● **Directions for this task**
Reproduce the following forum post about keeping a Linux system secure, word for word and in full.

The primary way to keep a system tight on Linux is to make sure you are using a distro that provides security updates quickly. Once a security bug is found, it is more likely that someone will find a way to exploit it. The second thing to do is to not run network services that you don't need. Having stuff installed is in and of itself nearly zero risk. There are few binaries left on any recent Linux/GNU distro that are setuid or setgid (permissions marking a file to run with higher authority than the invoking task), and what few such binaries there are occur in basic packages (such as the login/password software) that you pretty much have to have.
All the stuff I do to keep my Windows tight, including hardware firewall, antivirus, hostsman hosts file, software firewall, registry fixer, spybot scanner, spyware scanner, rootkit revealer, popup blocker, startup manager, disk defrag, registry defrag, ... I mostly don't have on my Linux. On Linux I just have my shared hardware firewall, the iptables software firewall, a popup resistant browser, and the traditional choice of what services to startup at boot. And where I had to hunt down and separately download and where appropriate pay for the Windows tools, one at a time, all the Linux tools (except of course for the separate hardware firewall) all come in the distribution, with automatic security patch updates.
You can get a good idea of what is included in the SuSE manual by looking at the table of contents for last years SuSE 9.1 Linux Administration Manual, at: SUSE LINUX Administration Guide.
Now on to Ubuntu, I want to try the Gnome environment first I'll do a live then if that works an install. Thanks all.

● **Given data**
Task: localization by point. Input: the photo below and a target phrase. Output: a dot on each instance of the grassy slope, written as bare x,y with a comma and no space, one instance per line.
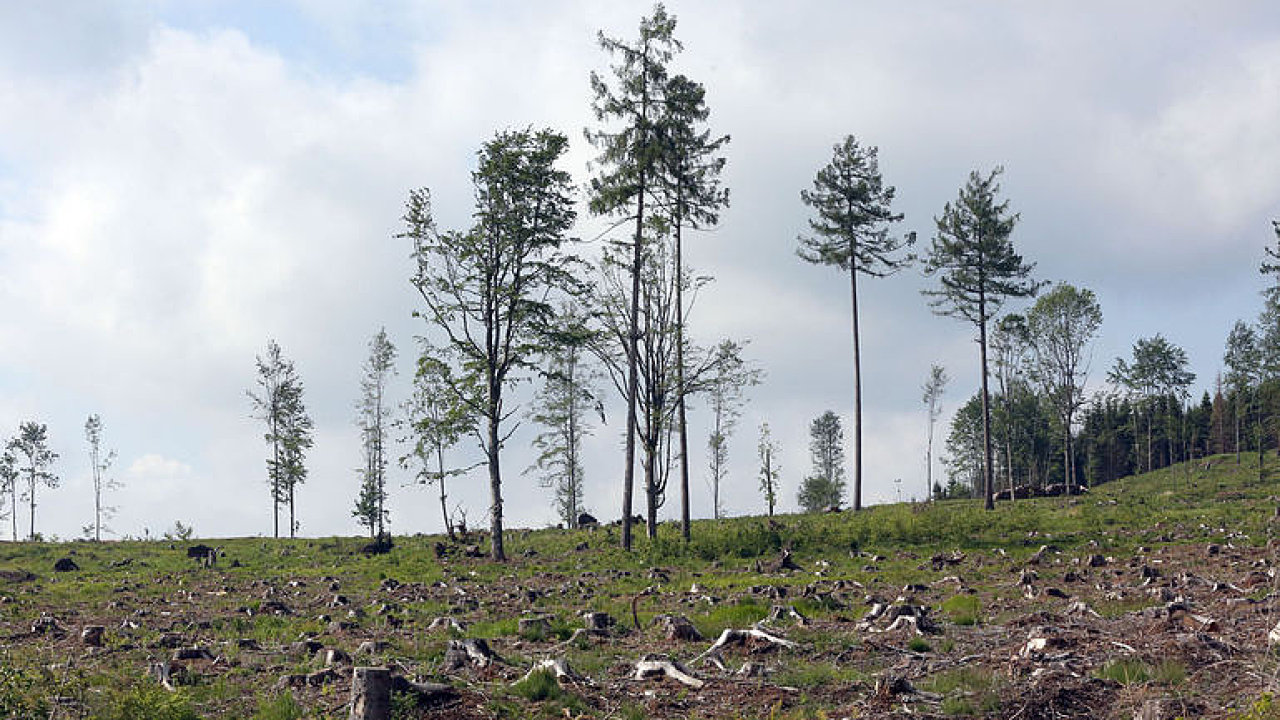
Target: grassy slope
881,547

● **Result below**
The primary way to keep a system tight on Linux is to make sure you are using a distro that provides security updates quickly. Once a security bug is found, it is more likely that someone will find a way to exploit it. The second thing to do is to not run network services that you don't need. Having stuff installed is in and of itself nearly zero risk. There are few binaries left on any recent Linux/GNU distro that are setuid or setgid (permissions marking a file to run with higher authority than the invoking task), and what few such binaries there are occur in basic packages (such as the login/password software) that you pretty much have to have.
All the stuff I do to keep my Windows tight, including hardware firewall, antivirus, hostsman hosts file, software firewall, registry fixer, spybot scanner, spyware scanner, rootkit revealer, popup blocker, startup manager, disk defrag, registry defrag, ... I mostly don't have on my Linux. On Linux I just have my shared hardware firewall, the iptables software firewall, a popup resistant browser, and the traditional choice of what services to startup at boot. And where I had to hunt down and separately download and where appropriate pay for the Windows tools, one at a time, all the Linux tools (except of course for the separate hardware firewall) all come in the distribution, with automatic security patch updates.
You can get a good idea of what is included in the SuSE manual by looking at the table of contents for last years SuSE 9.1 Linux Administration Manual, at: SUSE LINUX Administration Guide.
Now on to Ubuntu, I want to try the Gnome environment first I'll do a live then if that works an install. Thanks all.